» **WHAT YOU SHOULD DO**: How many lines in the records below contain the string "blue", matching case exactly? Reply with the number alone.

## start RECORDS SUPPLIED

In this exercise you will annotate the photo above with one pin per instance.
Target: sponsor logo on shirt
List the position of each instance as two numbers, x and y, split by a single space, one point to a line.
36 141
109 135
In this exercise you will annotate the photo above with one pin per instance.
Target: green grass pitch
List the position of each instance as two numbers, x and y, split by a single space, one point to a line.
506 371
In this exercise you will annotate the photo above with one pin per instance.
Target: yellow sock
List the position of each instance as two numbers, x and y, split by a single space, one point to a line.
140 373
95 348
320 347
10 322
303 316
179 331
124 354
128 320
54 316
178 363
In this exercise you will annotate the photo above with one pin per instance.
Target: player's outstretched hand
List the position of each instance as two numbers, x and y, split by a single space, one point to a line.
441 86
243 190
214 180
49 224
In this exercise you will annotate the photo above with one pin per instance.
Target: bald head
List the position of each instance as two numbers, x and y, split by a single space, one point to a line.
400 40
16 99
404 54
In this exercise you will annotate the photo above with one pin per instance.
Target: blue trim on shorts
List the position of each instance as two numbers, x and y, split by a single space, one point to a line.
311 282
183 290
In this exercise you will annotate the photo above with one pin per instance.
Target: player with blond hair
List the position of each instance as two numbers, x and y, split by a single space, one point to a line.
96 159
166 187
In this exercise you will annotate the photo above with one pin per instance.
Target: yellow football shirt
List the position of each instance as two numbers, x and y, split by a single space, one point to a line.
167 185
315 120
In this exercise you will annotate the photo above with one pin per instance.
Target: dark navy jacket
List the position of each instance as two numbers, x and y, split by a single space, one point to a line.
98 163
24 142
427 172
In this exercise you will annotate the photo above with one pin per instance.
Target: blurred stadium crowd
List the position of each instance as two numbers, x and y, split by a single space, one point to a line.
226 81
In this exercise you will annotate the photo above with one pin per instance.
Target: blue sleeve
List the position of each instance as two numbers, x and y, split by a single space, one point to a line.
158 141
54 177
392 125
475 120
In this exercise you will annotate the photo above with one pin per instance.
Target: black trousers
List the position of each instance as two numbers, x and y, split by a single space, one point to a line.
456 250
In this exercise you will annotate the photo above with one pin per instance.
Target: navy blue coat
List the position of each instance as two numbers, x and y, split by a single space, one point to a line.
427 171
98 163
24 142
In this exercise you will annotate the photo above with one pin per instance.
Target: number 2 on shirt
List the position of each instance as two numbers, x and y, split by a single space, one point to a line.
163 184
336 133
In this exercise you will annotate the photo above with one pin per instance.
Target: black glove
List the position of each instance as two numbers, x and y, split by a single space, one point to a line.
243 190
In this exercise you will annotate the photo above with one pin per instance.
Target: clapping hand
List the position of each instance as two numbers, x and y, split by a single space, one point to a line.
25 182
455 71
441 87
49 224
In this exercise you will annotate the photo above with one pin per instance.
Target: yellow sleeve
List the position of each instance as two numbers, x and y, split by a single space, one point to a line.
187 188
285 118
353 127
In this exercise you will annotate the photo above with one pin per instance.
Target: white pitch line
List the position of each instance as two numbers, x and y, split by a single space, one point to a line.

## end RECORDS SUPPLIED

» **SOLUTION FOR THIS TASK**: 3